• **TEXTO ORIGINAL**
● ● ● ● ● ● ●
La democracia asediada: dos ataques contra nuestra igualdad política


 

Politología y Derecho comparado al margen, me gusta pensar que la democracia consiste en garantizar la igualdad política de todos los ciudadanos en aras de lograr un autogobierno legítimo. En este sentido, la democracia es un ideal regulativo y, por tanto, la justa medida para poder criticar cualquier ley o política pública emanada de los sistemas políticos que, como el nuestro, se dicen democráticos. La legitimidad democrática de una política se mide, en este sentido, por que todos hayan podido opinar en la toma de las decisiones que les/nos afectan; por que no haya habido poderes sociales que, fuera de nuestra cándida vista (siempre nos quedará por tanto la sospecha), hayan acabado imponiendo consensos por la fuerza; y por que las decisiones políticas o jurídicas arrojadas por el procedimiento nunca violen ni mengüen la premisa básica de la democracia: esa igualdad política de todos de la que partíamos. Igualdad política que sólo puede ser tal, se entiende fácil, si se garantiza cierta igualdad material mediante la redistribución de rentas. Nunca serán iguales sujetos de decisión quien no es libre para rechazar un trabajo y quien es tan libre que puede pasarse la vida sin trabajar. La democracia, al menos aquí, es un ideal regulador, como decía.

 

Dejo a continuación un cuadro. Aunque habla por sí mismo, aprovecharé para hacer dos pequeñas reflexiones que sin duda el lector anticipará con sólo echarle un pequeña ojeada. En pocas palabras: si se acepta a grandes rasgos lo expuesto gruesamente en el primer párrafo, se colegirá que a nuestra democracia se le amenaza al menos desde dos costados.
● ● ● ● ● ● ●
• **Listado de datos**
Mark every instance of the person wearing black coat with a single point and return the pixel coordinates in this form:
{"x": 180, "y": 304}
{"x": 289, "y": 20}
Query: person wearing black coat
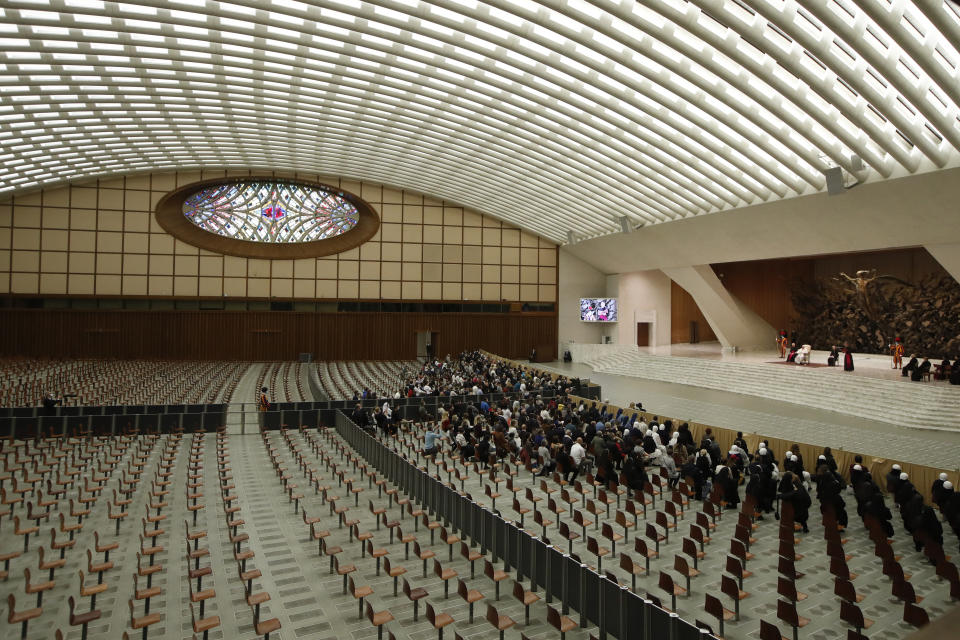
{"x": 791, "y": 490}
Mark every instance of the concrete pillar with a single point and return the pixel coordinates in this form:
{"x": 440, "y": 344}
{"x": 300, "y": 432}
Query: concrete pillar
{"x": 948, "y": 255}
{"x": 737, "y": 326}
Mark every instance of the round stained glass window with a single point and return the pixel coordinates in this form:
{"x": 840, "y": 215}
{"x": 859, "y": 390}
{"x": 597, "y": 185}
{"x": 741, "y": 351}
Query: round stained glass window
{"x": 271, "y": 212}
{"x": 262, "y": 217}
● ● ● ● ● ● ●
• **INSTRUCCIÓN DADA**
Cita palabra por palabra el tramo del texto sobre la democracia que va desde "Dejo a continuación" hasta "desde dos costados.". El material no tiene nada que ver con esto.

• **RESPUESTA FINAL**
Dejo a continuación un cuadro. Aunque habla por sí mismo, aprovecharé para hacer dos pequeñas reflexiones que sin duda el lector anticipará con sólo echarle un pequeña ojeada. En pocas palabras: si se acepta a grandes rasgos lo expuesto gruesamente en el primer párrafo, se colegirá que a nuestra democracia se le amenaza al menos desde dos costados.